| Source excerpt |
☆ ☆ ☆ ☆ ☆ ☆ ☆

AT&T Takes A Lesson From Banks: Will Now Charge You For Not Using Enough Long Distance

from the a-sign-of-things-to-come dept

Sometimes you wonder if there's some sort of competition between airlines, banks and telcos as to who can come up with the more ridiculous "fees" to add. AT&T, which last we checked, was still trying to get a merger approved that it claims will benefit customers, has now decided to add a $2/month fee for people who don't have a long-distance plan. In other words, pay more, for less! This comes on top of a whole series of other ways to limit consumer choice while increasing what they have to pay. As Broadband Reports notes:
AT&T imposed new usage caps on broadband users without making sure the meters work. They followed that up by cracking down on unofficial tetherers (imposing a fee for doing nothing while crippling smartphones) and then substantially jacking up the price of SMS service by killing off one of their most popular SMS plans.

☆ ☆ ☆ ☆ ☆ ☆ ☆

| Data listing |
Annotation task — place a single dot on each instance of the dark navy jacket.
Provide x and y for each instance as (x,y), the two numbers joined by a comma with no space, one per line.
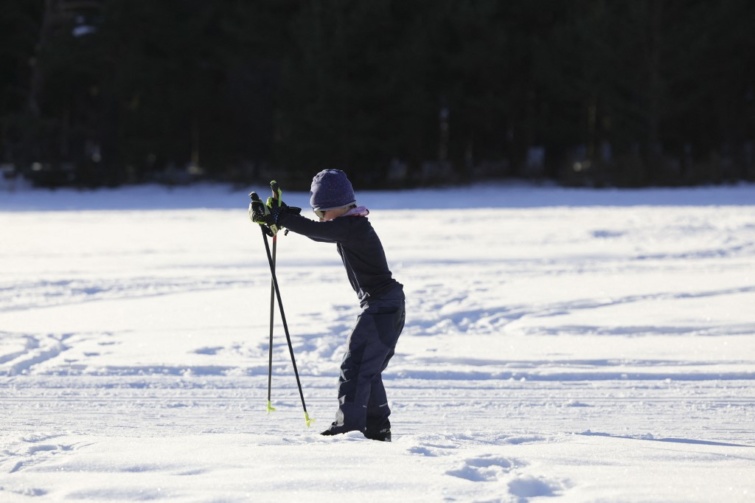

☆ ☆ ☆ ☆ ☆ ☆ ☆

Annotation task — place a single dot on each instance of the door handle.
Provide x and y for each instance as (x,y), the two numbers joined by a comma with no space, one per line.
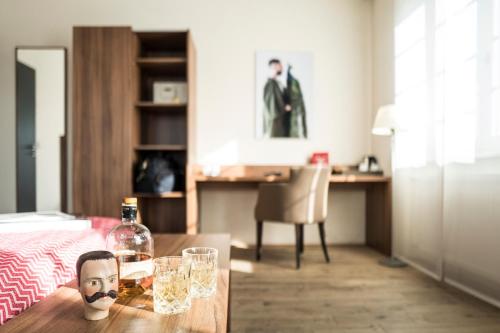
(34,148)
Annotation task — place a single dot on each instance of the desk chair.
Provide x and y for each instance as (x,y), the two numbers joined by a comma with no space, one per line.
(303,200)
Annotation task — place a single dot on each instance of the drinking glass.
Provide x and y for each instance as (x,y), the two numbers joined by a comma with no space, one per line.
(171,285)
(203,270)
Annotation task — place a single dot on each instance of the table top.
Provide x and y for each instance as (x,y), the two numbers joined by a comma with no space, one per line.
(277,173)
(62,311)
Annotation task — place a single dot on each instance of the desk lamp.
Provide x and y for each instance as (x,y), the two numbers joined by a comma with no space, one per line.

☆ ☆ ☆ ☆ ☆ ☆ ☆

| Exercise instructions |
1. Count how many rows contain the string "task", matching case exactly, and give only that number.
2. Continue the article about AT&T's new fees, starting right after its last sentence.

| Expected answers |
1. 6

2.
But have no fear, once AT&T gets T-Mobile and there's even less competition in the mobile space, we're sure that such practices will only... er... increase.


Reader Comments (rss)

(Flattened / Threaded)

  1.  
    identicon
    abc gum, Aug 26th, 2011 @ 5:35pm

    Another reason to avoid AT&T.
    Thankfully there is still some competition in this area, not sure how long that will last.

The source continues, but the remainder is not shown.